[start]
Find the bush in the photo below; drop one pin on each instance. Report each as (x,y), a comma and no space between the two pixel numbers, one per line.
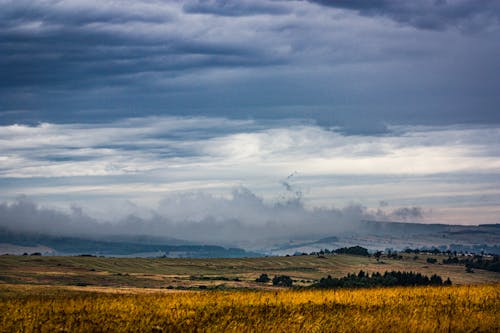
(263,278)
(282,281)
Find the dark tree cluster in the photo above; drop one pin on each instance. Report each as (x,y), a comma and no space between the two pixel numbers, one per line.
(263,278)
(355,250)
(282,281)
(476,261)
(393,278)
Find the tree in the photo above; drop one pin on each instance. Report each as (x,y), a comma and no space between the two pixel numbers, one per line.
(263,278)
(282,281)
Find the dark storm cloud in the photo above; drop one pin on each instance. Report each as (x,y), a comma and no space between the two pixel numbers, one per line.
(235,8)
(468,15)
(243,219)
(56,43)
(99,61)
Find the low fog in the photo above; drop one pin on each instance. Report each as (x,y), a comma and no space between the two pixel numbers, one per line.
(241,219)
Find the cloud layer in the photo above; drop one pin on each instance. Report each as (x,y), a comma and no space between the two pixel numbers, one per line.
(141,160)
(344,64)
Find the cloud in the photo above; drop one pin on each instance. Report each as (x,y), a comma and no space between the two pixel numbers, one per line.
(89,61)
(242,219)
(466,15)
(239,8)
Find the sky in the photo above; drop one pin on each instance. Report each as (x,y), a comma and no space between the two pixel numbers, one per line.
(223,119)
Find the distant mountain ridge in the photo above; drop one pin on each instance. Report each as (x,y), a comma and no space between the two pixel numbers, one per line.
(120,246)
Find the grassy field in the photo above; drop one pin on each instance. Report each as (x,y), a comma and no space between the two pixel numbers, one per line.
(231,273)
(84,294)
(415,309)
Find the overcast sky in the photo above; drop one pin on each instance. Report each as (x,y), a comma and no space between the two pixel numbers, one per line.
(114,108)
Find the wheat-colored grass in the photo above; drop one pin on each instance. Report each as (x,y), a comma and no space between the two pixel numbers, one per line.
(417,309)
[end]
[start]
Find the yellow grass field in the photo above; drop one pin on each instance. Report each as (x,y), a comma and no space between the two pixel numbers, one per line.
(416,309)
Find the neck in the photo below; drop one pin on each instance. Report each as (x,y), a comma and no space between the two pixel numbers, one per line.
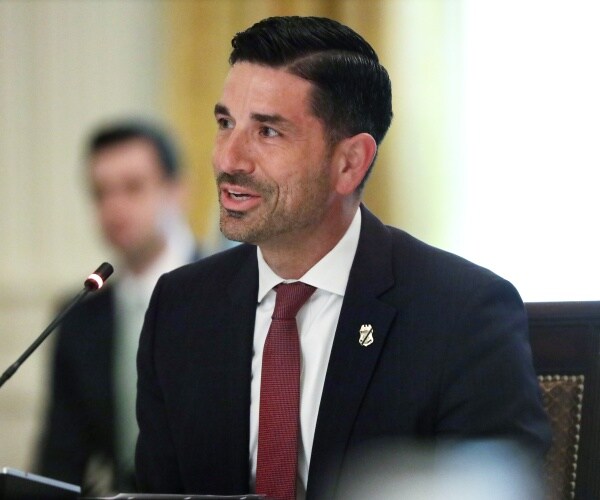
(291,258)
[end]
[start]
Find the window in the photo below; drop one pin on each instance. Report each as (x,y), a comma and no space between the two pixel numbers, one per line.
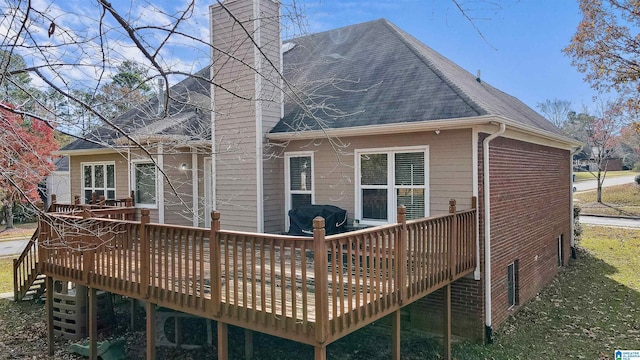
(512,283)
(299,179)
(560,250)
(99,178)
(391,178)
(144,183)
[end]
Report every line above that contains the string "dark" with case taken into account, copying each such line in full.

▸ **Exercise output**:
Find the dark tree cluster in the photo above; drop one pin on each instance. Report each as (x,y), a comma and no space between the two pixel numbers, one per line.
Find the dark storm cloud in the photo above; drop one pin on each instance. Report each as (x,y), a comma and no space between the two pixel numbers, one per line.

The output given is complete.